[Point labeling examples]
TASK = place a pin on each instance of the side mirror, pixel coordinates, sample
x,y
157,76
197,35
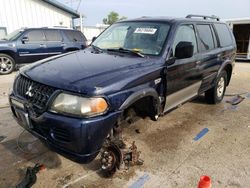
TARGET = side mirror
x,y
25,39
184,50
93,39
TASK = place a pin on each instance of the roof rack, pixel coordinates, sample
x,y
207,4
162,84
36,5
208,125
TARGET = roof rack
x,y
202,16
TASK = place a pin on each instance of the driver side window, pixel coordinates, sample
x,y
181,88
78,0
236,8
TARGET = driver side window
x,y
185,33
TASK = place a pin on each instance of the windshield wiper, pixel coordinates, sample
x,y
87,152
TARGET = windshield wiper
x,y
125,50
96,48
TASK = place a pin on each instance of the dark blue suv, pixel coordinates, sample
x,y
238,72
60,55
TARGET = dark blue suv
x,y
29,45
77,102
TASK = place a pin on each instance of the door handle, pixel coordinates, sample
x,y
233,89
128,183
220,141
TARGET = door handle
x,y
43,45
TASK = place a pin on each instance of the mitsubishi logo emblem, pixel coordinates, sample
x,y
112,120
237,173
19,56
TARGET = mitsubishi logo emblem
x,y
28,93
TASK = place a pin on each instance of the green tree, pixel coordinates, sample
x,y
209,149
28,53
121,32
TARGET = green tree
x,y
112,18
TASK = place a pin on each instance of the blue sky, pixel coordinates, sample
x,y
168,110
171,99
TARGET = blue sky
x,y
96,10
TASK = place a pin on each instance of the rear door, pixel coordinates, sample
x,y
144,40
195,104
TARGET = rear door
x,y
54,42
183,77
209,54
33,48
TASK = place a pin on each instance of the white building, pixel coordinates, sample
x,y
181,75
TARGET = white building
x,y
15,14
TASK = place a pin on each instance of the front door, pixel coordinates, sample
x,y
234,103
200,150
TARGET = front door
x,y
183,77
32,46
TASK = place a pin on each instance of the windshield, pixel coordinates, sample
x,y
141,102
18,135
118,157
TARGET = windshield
x,y
13,35
143,37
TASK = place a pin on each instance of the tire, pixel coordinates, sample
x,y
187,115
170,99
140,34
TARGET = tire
x,y
7,64
216,94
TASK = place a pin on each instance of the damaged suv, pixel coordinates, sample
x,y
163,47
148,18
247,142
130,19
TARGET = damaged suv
x,y
76,102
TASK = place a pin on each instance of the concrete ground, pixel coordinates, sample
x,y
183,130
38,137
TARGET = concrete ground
x,y
171,157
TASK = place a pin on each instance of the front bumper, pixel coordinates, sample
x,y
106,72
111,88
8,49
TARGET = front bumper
x,y
77,139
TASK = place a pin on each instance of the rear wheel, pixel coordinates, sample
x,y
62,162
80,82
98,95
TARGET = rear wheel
x,y
216,94
7,64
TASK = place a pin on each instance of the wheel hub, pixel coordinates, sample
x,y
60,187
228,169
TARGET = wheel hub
x,y
220,87
5,64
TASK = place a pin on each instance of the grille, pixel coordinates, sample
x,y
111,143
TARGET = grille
x,y
35,93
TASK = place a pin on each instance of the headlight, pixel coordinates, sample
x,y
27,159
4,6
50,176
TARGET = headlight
x,y
80,106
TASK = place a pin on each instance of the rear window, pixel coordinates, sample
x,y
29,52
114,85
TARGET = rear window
x,y
53,35
223,34
74,36
205,37
35,36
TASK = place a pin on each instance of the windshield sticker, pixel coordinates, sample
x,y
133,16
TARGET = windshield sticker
x,y
150,31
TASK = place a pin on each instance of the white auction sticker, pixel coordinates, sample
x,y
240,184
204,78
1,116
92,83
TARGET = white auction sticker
x,y
150,31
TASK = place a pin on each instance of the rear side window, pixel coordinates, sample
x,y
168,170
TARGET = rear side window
x,y
205,37
185,33
35,35
74,36
223,34
53,35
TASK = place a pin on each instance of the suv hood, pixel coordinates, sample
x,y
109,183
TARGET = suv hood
x,y
87,72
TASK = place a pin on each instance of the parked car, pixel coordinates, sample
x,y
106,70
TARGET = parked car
x,y
148,66
29,45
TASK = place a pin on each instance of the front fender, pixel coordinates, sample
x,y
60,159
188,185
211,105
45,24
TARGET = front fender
x,y
147,92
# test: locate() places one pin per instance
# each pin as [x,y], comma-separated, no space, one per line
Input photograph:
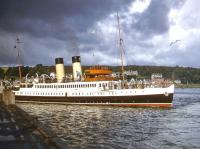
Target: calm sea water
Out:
[122,127]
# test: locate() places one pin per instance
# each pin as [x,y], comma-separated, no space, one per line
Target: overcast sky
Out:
[155,32]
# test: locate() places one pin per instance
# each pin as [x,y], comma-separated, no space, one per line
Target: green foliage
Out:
[185,74]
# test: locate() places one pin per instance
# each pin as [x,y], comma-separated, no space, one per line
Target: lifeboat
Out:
[98,73]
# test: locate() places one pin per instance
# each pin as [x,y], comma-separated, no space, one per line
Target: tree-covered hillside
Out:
[185,74]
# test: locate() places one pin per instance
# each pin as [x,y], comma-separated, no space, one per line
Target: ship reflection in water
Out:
[119,127]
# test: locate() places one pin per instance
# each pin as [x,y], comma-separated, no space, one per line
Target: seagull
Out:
[174,42]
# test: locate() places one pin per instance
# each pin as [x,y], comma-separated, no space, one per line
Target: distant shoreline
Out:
[187,85]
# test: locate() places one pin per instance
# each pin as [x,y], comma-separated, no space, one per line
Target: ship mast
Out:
[120,47]
[17,46]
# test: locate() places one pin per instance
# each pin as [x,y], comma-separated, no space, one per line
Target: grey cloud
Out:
[154,20]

Work to complete >> The records above need to be restated word for word, with the pictures left out.

Answer to the task >>
TASK = place a pin on each instance of the side mirror, pixel coordinates, sample
x,y
157,76
197,35
TARGET = side mirror
x,y
25,39
184,50
93,39
TASK = place a pin on each instance of the roof rack, pixel coordinates, sample
x,y
207,4
162,84
36,5
208,125
TARGET = roof rack
x,y
202,16
TASK = place a pin on each instance of the driver side window, pixel coordinates, sample
x,y
181,88
78,0
236,8
TARGET = driver side window
x,y
185,33
TASK = place a pin on each instance of the windshield wiper, pixel coordinates, sample
x,y
87,152
TARGET = windshield wiper
x,y
125,50
96,48
TASK = place a pin on each instance of the dark blue suv, pixel coordinates, sample
x,y
238,72
60,55
TARGET = dark blue suv
x,y
29,45
77,102
TASK = place a pin on each instance of the door handle, pixel coordinates, sample
x,y
233,89
128,183
220,141
TARGET = door handle
x,y
43,45
TASK = place a pin on each instance of the mitsubishi logo emblem, pixel coordinates, sample
x,y
112,120
237,173
19,56
TARGET = mitsubishi logo emblem
x,y
28,93
TASK = place a pin on each instance of the green tree, pixel coordinates, sample
x,y
209,149
28,53
121,32
TARGET = green tree
x,y
112,18
TASK = place a pin on each instance of the blue sky, pixel coordinates, sample
x,y
168,110
171,99
TARGET = blue sky
x,y
96,10
TASK = place a pin on each instance of the rear door, pixel coordinates, sample
x,y
144,40
195,104
TARGET = rear door
x,y
54,42
183,77
209,54
33,48
TASK = place a pin on each instance of the white building, pixel coordinates, sample
x,y
181,75
TARGET = white building
x,y
15,14
TASK = place a pin on each instance of the front door, pixel coordinates, sample
x,y
234,103
200,150
TARGET = front door
x,y
183,77
32,46
TASK = place a pin on each instance of the windshield, pixel coordinates, sample
x,y
141,102
18,135
118,157
TARGET = windshield
x,y
13,35
143,37
TASK = place a pin on each instance of the tire, pixel coordinates, sample
x,y
187,115
170,99
140,34
TARGET = tire
x,y
7,64
216,94
TASK = place a pin on each instance of the damaged suv, pixel coordinates, sample
x,y
163,47
148,18
247,142
130,19
TARGET = damaged suv
x,y
76,102
TASK = place a pin on each instance of the concrete ground, pixel coordinates, sample
x,y
183,130
38,137
TARGET = concrete ground
x,y
171,157
TASK = place a pin on each instance of the front bumper, pixel coordinates, sample
x,y
106,72
111,88
8,49
TARGET = front bumper
x,y
77,139
TASK = place a pin on each instance of the rear wheel, pixel coordinates, sample
x,y
62,162
80,82
98,95
TARGET = rear wheel
x,y
216,94
7,64
TASK = place a pin on each instance of the wheel hub, pixel coordinates, sample
x,y
60,187
228,169
TARGET = wheel hub
x,y
220,87
5,64
TASK = place a pin on each instance of the grille, pixel coordinates, sample
x,y
111,143
TARGET = grille
x,y
35,93
TASK = place a pin on each instance of the headlight, pixel coordinates, sample
x,y
27,159
4,6
50,176
TARGET = headlight
x,y
80,106
TASK = place a pin on each instance of the rear window, pixel coordinates, sample
x,y
29,52
114,85
TARGET = rear window
x,y
53,35
223,34
74,36
205,37
35,36
TASK = place a pin on each instance of the windshield sticker, pixel coordinates, sample
x,y
133,16
TARGET = windshield sticker
x,y
150,31
TASK = place a pin on each instance of the white auction sticker, pixel coordinates, sample
x,y
240,184
204,78
1,116
92,83
TARGET = white auction sticker
x,y
150,31
TASK = place a pin on each instance of the rear side window, pixel coordinates, sample
x,y
168,170
TARGET = rear side window
x,y
205,37
185,33
35,35
74,36
223,34
53,35
TASK = place a pin on each instance of the suv hood, pixel coordinates, sample
x,y
109,183
TARGET = suv hood
x,y
87,72
TASK = place a pin on each instance of the parked car, pixel coordinates, sample
x,y
106,70
TARGET = parked car
x,y
148,66
29,45
TASK = place a pin on each instance of the front fender, pixel coordinates, sample
x,y
60,159
188,185
211,105
45,24
TARGET = front fender
x,y
147,92
# test: locate() places one pin per instance
# each pin as [x,y], comma-separated, no space, one per line
Input photograph:
Target: calm sea water
Out:
[122,127]
# test: locate() places one pin per instance
# each pin as [x,y], comma-separated, no space, one per line
Target: overcast sky
Out:
[155,32]
# test: locate() places one pin per instance
# each pin as [x,y], comma-separated, no space, one per line
Target: green foliage
Out:
[185,74]
# test: locate() places one pin per instance
# each pin as [x,y], comma-separated, no space, one per line
Target: lifeboat
Out:
[98,73]
# test: locate() places one pin per instance
# each pin as [x,y], comma-separated, no space, one per line
Target: tree-covered hillside
Out:
[185,74]
# test: locate() places one pin per instance
# each pin as [x,y], comma-separated, no space, one per line
Target: ship reflection in water
Out:
[119,127]
# test: locate() places one pin per instance
# each pin as [x,y], comma-separated, no space, one per line
Target: seagull
Out:
[174,42]
# test: locate() places one pin per instance
# each pin as [x,y], comma-separated, no space, one per line
Target: distant shoreline
Out:
[187,85]
# test: locate() places one pin per instance
# each pin as [x,y], comma-separated, no space, one per line
Target: ship mast
Out:
[120,47]
[17,46]
# test: locate() places one pin per instance
# each pin as [x,y], comma-separated, no space, one per line
Target: grey cloud
Out:
[154,20]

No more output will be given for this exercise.